BEGIN RAW DATA

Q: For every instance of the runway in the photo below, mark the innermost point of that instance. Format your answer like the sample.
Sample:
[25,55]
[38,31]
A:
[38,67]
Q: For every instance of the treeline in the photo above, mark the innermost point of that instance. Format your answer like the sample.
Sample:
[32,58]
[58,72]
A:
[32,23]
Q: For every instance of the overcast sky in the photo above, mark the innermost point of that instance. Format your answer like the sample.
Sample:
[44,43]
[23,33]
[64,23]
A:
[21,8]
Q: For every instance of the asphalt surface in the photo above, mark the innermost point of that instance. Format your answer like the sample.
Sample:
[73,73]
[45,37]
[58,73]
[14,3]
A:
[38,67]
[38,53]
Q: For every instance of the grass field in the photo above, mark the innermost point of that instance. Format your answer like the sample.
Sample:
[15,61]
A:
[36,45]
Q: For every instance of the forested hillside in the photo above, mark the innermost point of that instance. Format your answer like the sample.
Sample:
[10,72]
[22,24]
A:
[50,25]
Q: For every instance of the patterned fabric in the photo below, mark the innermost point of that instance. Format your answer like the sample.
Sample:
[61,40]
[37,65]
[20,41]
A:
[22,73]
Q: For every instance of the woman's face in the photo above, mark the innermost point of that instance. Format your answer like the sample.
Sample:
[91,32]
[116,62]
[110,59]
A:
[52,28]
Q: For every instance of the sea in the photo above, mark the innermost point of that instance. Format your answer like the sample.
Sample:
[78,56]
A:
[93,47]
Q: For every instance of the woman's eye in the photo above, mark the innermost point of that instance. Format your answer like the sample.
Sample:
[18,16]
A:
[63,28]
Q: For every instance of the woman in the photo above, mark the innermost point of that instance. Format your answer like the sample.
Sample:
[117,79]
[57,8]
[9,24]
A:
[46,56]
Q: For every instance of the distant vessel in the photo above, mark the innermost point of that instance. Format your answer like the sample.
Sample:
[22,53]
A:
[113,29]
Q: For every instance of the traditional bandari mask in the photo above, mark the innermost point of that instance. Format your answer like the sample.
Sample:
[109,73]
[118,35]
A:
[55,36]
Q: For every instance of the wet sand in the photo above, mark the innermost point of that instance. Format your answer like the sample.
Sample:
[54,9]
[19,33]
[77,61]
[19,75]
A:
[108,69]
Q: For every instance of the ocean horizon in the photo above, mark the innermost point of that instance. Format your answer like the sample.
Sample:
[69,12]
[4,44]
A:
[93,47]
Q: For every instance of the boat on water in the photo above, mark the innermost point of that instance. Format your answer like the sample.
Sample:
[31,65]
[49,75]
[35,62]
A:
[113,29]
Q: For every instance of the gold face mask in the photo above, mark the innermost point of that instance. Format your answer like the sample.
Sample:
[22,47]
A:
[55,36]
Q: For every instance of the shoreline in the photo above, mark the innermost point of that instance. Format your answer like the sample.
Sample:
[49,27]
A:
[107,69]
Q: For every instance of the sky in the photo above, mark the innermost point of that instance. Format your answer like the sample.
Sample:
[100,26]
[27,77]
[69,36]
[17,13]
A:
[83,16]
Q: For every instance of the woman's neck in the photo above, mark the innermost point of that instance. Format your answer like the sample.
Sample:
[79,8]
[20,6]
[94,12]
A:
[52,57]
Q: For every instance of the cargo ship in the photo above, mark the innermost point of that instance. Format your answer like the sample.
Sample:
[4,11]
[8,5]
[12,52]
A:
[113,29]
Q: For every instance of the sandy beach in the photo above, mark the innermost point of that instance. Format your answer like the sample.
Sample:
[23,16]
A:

END RAW DATA

Transcribe all of the data above verbatim, preserving every line.

- RESPONSE TO THE TASK -
Q: For every instance of the runway in the photo below, mark the innermost point of that instance. Format your answer like the sample.
Sample:
[25,55]
[38,31]
A:
[38,67]
Q: For every instance of the treeline in the photo above, mark the innermost point of that instance. Format your answer like the sample.
Sample:
[32,58]
[58,72]
A:
[32,23]
Q: For every instance of the overcast sky in the photo above, mark the innermost point of that instance. Format your answer like the sample.
Sample:
[44,43]
[23,33]
[64,23]
A:
[21,8]
Q: For every instance of the asphalt surface in the photo above, mark the innermost point of that instance. Format your answer like the sample.
Sample:
[73,73]
[45,37]
[58,73]
[14,3]
A:
[38,67]
[38,53]
Q: For every instance of the grass field in the photo above, mark the innermost point of that instance. Format your answer like the sample.
Sample:
[15,61]
A:
[36,45]
Q: For every instance of the forested hillside in the photo above, mark the innermost point of that instance. Format your answer like the sample.
Sample:
[10,72]
[22,24]
A:
[50,25]
Q: For every instance of the patterned fabric in the photo below, mark the innermost point of that instance. Format your answer like the sample.
Sample:
[61,40]
[37,65]
[20,41]
A:
[22,73]
Q: For every instance of the woman's face in the photo above, mark the innermost point of that instance. Format your answer like the sample.
Sample:
[91,32]
[116,62]
[110,59]
A:
[52,28]
Q: For every instance of the sea in the photo above, mark the innermost point of that instance. Format your answer like the sample.
Sample:
[78,56]
A:
[93,47]
Q: For every instance of the woman's eye in the photo above, mark the innermost point of that instance. Format your answer like the sample.
Sample:
[18,16]
A:
[63,28]
Q: For every instance of the woman in the photo above, mark the innermost point of that instance. Format your answer like the sample.
Sample:
[117,79]
[57,8]
[9,24]
A:
[46,56]
Q: For every instance of the distant vessel in the photo above, mark the innermost point of that instance. Format your answer like the sample.
Sample:
[22,53]
A:
[113,29]
Q: For every instance of the traditional bandari mask in the photo above, mark the innermost point of that instance. Format your answer like the sample.
Sample:
[109,73]
[118,35]
A:
[55,36]
Q: For every instance of the wet sand in the photo above, mark the innermost point of that instance. Format your answer like the sample.
Sample:
[54,9]
[19,33]
[77,61]
[19,75]
A:
[108,69]
Q: For every instance of the ocean horizon in the photo above, mark the innermost point of that instance. Format your answer like the sample.
Sample:
[69,12]
[4,44]
A:
[93,47]
Q: For every instance of the boat on water in the photo above, mark the innermost point of that instance. Format your answer like the sample.
Sample:
[31,65]
[49,75]
[35,62]
A:
[113,29]
Q: For every instance of the gold face mask in the photo above, mark the innermost point of that instance. Format your answer like the sample.
Sample:
[22,47]
A:
[55,36]
Q: For every instance of the shoreline in the photo above, mark the innermost point of that instance. Format your answer like the sample.
Sample:
[49,27]
A:
[107,69]
Q: For every instance of the sky in the photo above, mark the innermost point of that instance. Format your answer like the sample.
Sample:
[100,26]
[27,77]
[69,36]
[17,13]
A:
[83,16]
Q: For every instance of the woman's neck in the photo above, mark the innermost point of that instance. Format your answer like the sample.
Sample:
[79,8]
[20,6]
[94,12]
A:
[52,57]
Q: For every instance of the cargo ship in the photo above, mark the innermost point of that instance. Format your answer like the sample.
Sample:
[4,11]
[8,5]
[12,52]
A:
[113,29]
Q: For every instance of the sandy beach in the photo above, mark the innermost point of that instance. Format your answer like the sample.
Sample:
[23,16]
A:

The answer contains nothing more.